§ YOUR ASSIGNMENT
Your answer must consist of exactly the lines below, starting with the line with "Target: concrete curb" and going on through the line with "point_to(query) puts a dot on the window of", and nothing else.

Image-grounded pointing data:
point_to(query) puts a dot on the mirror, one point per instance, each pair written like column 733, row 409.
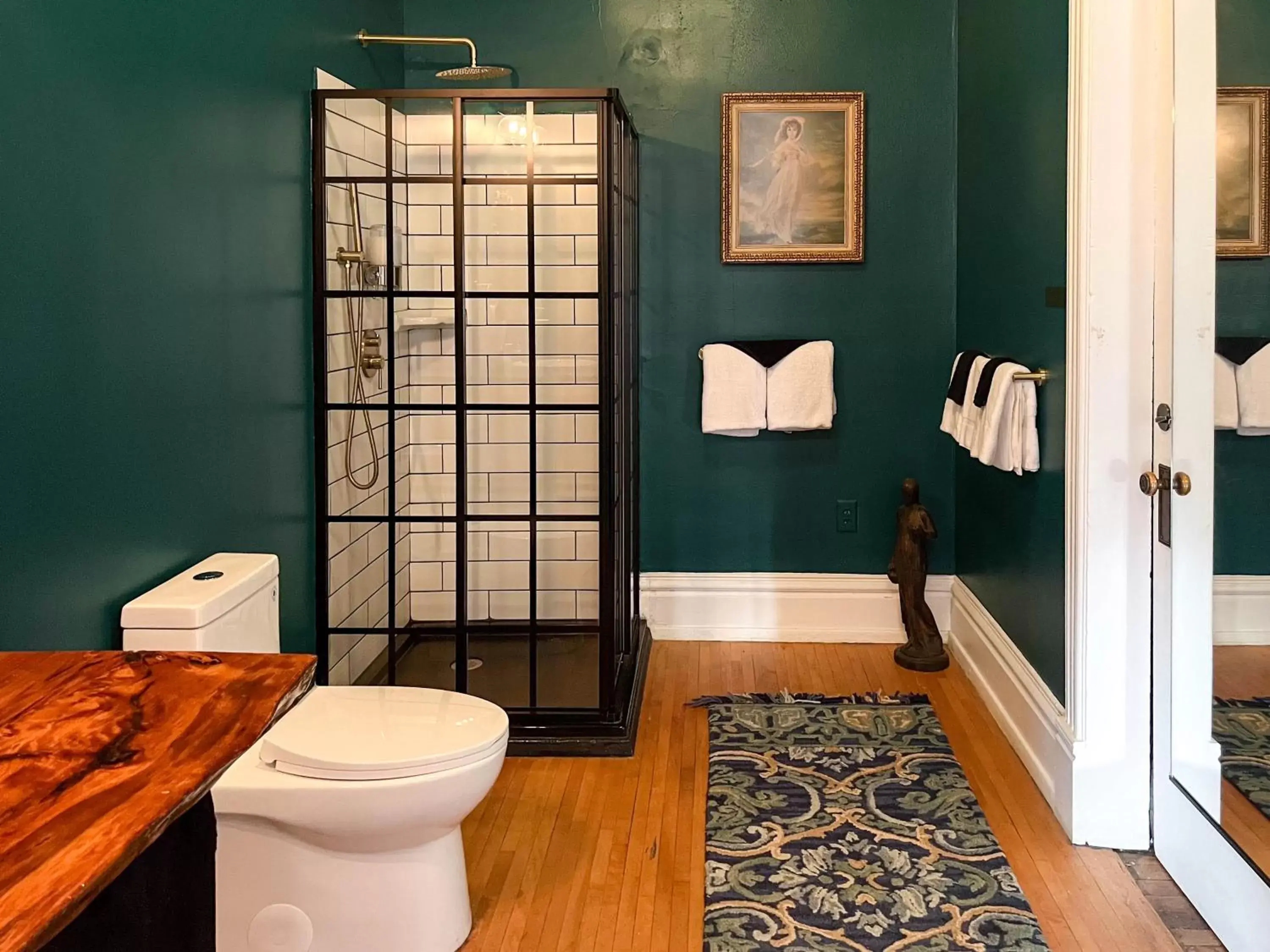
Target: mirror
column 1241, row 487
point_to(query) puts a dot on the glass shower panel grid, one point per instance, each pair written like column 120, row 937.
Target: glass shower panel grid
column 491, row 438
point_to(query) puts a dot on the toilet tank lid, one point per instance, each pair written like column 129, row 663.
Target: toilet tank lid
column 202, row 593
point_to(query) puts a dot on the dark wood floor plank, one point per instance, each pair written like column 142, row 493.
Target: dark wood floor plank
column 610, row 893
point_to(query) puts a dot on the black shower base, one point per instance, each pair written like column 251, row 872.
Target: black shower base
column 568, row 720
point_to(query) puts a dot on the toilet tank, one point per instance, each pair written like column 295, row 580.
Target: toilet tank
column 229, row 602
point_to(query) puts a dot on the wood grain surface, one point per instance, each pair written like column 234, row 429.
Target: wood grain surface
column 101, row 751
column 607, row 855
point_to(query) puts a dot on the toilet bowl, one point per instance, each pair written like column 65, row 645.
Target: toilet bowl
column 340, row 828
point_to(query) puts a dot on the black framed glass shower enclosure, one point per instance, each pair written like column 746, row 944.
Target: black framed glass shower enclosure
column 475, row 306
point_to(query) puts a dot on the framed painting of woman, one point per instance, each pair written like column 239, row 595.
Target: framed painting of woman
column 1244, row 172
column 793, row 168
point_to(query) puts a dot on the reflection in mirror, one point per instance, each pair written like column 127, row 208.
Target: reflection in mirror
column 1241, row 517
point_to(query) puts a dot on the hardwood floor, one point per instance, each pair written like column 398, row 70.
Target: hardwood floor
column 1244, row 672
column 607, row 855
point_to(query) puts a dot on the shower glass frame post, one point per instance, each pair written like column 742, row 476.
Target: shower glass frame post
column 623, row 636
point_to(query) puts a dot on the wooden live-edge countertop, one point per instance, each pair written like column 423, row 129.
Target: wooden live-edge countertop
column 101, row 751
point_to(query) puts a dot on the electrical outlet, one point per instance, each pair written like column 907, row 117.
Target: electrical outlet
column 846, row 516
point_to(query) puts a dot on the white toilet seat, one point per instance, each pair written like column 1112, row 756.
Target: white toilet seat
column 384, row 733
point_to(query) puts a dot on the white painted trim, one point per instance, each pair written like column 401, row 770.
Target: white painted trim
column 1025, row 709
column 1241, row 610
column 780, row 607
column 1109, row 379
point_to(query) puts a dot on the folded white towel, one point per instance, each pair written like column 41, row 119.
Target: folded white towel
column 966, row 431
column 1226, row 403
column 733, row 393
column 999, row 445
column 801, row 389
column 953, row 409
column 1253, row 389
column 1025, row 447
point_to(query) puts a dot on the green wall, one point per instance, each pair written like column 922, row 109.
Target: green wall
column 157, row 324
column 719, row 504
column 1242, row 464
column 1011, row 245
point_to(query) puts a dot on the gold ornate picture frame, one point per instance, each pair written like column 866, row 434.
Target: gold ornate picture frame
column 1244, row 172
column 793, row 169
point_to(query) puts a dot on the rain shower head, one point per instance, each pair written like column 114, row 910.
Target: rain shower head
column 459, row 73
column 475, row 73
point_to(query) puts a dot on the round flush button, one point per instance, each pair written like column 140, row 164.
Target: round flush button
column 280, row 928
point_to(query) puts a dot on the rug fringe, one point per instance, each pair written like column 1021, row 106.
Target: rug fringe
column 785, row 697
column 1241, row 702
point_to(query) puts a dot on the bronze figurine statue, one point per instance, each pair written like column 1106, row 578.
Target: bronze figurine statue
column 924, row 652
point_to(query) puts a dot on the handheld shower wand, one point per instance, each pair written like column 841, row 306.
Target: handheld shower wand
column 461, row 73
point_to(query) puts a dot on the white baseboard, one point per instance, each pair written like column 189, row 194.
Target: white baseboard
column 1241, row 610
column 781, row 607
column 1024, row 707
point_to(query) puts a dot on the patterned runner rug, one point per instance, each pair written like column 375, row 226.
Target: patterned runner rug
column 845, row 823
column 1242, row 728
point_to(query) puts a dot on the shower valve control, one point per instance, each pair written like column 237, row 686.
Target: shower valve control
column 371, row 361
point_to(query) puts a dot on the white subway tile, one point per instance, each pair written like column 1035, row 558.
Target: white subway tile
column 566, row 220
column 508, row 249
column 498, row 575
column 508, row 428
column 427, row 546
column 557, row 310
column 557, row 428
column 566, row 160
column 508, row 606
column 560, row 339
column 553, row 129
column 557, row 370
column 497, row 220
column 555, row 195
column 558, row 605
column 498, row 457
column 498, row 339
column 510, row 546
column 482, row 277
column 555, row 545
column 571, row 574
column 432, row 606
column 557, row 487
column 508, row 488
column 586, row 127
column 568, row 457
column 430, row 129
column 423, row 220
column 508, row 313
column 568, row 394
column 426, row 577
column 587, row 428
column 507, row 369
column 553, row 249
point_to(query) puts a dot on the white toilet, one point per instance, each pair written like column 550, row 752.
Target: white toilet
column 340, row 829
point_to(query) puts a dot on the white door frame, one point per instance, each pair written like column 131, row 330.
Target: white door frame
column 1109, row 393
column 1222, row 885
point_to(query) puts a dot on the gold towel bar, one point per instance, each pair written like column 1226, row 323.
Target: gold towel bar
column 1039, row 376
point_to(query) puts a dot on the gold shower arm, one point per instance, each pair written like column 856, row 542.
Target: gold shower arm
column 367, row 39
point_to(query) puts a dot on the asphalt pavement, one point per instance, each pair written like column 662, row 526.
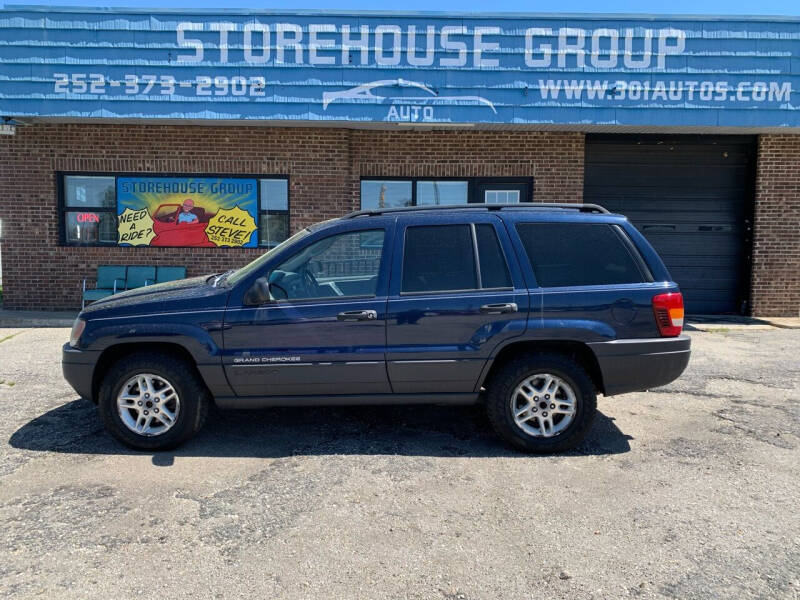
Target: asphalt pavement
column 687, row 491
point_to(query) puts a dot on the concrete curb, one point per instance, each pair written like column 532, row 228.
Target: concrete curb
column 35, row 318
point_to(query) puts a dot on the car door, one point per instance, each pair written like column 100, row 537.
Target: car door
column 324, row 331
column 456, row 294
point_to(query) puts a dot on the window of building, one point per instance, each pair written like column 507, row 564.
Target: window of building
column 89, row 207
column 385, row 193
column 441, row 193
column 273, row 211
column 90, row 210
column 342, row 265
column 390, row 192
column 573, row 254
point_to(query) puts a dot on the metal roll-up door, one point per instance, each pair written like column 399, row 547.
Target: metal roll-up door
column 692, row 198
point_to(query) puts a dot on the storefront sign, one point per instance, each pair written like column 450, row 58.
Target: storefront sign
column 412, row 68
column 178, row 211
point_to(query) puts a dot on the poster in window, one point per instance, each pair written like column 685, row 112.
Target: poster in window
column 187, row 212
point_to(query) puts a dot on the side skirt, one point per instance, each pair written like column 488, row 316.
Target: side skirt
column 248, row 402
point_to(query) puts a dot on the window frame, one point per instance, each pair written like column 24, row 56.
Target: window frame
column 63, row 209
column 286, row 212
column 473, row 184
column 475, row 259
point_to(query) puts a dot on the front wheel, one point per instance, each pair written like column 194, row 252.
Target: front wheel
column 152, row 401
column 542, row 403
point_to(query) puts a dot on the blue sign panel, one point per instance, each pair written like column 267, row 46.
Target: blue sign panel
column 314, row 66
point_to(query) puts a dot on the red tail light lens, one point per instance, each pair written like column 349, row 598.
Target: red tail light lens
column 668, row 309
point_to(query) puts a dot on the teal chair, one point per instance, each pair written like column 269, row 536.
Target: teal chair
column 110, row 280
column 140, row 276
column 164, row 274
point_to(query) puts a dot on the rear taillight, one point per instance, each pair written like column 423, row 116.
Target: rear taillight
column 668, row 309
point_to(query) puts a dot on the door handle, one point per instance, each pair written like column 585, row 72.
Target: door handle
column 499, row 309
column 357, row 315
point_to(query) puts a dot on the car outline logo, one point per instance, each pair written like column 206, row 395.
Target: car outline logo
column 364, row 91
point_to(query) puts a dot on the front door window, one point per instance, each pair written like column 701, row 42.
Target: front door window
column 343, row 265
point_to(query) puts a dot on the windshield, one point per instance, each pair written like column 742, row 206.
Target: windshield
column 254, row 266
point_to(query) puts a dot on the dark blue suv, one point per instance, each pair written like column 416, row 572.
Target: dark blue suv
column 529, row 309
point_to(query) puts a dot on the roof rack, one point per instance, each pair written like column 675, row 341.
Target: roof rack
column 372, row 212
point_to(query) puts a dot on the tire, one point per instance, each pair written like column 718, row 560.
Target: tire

§ SOLUTION
Target: concrete curb
column 35, row 318
point_to(query) puts a dot on the car door, one point per instance, each pair written like column 100, row 537.
Target: car door
column 324, row 331
column 456, row 294
point_to(query) puts a dot on the window of building, one point per instance, each pair written like column 507, row 564.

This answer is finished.